▶ [VORLIEGENDER TEXT]:
▽

Hat die Generation Praktikum ein Ablaufdatum?

Von Marie-Luise Michel

Ob Medienwissenschaftler oder BWLer – sie alle vereint der Wunsch nach mehr Praxiserfahrung. Dabei kommt häufig das Klischee des ewigen Praktikanten auf. Welche Rolle der Mindestlohn dabei spielt, erfahrt ihr in diesem Beitrag.

Die Bezeichnung „Generation Praktikum“ ist eine Kreation des Journalisten Matthias Stolz. 2005 hat er in einem Artikel von ZEIT Online dem Phänomen der ewigen Praktikanten einen Stempel verpasst, der vielen Leuten auch noch Jahre danach ein Begriff ist. Man fragt sich nun, ob die Bezeichnung im Jahr 2018 immer noch zutrifft. In seinem Artikel erklärt er, dass ein Praktikum früher dazu gedacht war, in einen unbekannten Beruf hineinzuschnuppern. Dies sei inzwischen nicht mehr so, da Praktikanten eigentlich genau wissen, in welchem Beruf sie einmal arbeiten möchten. Praktika werden viel mehr zu einer Dekoration des Lebenslaufs, um so mit möglichst viel Praxiserfahrung zu punkten. Grundsätzlich kann man sich wohl mehr die Frage nach der Motivation dahinter stellen – hangelt sich jemand von einem Praktikum zum anderen, weil er/sie keinen Job findet oder möchte der- oder diejenige tatsächlich etwas dazu lernen? Weil das Absolvieren von Praktika so viele, wenn nicht sogar unsere gesamte Generation betrifft, habe ich mich mit den Rechten und Pflichten von Praktikanten auseinandergesetzt.

△

▶ [ARBEITSANWEISUNG]: Gib aus dem Text zur Generation Praktikum alles von „Ob Medienwissenschaftler oder“ bis hinunter zu „in diesem Beitrag.“ wortgetreu wieder. Die Daten werden hierfür nicht benötigt.

▶ [AUFLISTUNG]:
▽

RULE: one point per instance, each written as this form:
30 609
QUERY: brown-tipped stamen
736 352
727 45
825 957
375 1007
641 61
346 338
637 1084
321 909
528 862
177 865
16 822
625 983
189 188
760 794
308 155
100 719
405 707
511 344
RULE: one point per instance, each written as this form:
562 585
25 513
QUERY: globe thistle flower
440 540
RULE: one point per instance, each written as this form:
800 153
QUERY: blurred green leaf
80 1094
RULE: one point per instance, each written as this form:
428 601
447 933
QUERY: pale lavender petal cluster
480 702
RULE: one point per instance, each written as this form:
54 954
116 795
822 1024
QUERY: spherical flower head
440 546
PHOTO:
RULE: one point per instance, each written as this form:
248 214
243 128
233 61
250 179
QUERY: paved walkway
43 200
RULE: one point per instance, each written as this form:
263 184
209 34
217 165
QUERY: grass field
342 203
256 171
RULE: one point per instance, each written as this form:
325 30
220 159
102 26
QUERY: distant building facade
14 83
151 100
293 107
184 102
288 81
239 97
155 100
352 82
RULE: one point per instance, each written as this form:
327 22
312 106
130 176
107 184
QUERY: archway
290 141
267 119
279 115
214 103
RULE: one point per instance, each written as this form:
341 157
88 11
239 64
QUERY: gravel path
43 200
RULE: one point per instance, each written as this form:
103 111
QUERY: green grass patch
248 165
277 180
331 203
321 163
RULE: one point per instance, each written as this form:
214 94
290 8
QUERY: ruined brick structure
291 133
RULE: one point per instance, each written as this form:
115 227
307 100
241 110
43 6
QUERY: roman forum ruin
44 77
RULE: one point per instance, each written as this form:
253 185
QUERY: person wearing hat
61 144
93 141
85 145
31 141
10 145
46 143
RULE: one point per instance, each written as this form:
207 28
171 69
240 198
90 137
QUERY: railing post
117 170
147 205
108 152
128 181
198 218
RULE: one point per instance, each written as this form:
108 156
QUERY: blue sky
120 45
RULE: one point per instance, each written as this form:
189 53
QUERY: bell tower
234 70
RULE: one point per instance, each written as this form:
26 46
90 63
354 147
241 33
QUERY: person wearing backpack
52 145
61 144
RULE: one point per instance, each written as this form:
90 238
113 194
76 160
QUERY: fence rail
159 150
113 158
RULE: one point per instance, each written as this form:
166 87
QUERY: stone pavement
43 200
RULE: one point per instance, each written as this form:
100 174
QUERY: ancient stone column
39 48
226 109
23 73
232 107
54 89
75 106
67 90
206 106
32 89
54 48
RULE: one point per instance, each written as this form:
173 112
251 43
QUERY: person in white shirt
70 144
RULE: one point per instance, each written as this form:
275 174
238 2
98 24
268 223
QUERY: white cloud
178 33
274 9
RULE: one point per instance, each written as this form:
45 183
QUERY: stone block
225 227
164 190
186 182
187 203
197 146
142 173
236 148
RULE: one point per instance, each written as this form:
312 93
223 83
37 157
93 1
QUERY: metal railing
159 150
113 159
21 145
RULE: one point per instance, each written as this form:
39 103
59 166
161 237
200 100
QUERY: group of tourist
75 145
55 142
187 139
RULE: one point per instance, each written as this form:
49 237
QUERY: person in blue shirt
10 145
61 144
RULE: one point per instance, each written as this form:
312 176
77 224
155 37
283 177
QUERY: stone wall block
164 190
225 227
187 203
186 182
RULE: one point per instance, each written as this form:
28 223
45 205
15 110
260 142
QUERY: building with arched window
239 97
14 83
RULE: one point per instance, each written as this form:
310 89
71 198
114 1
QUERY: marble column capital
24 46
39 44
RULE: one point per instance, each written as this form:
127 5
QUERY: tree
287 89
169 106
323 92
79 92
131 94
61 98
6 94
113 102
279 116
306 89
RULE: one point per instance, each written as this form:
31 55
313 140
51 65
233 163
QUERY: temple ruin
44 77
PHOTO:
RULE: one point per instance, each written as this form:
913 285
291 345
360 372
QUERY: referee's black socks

△

▶ [AUSGEARBEITETE LÖSUNG]:
Ob Medienwissenschaftler oder BWLer – sie alle vereint der Wunsch nach mehr Praxiserfahrung. Dabei kommt häufig das Klischee des ewigen Praktikanten auf. Welche Rolle der Mindestlohn dabei spielt, erfahrt ihr in diesem Beitrag.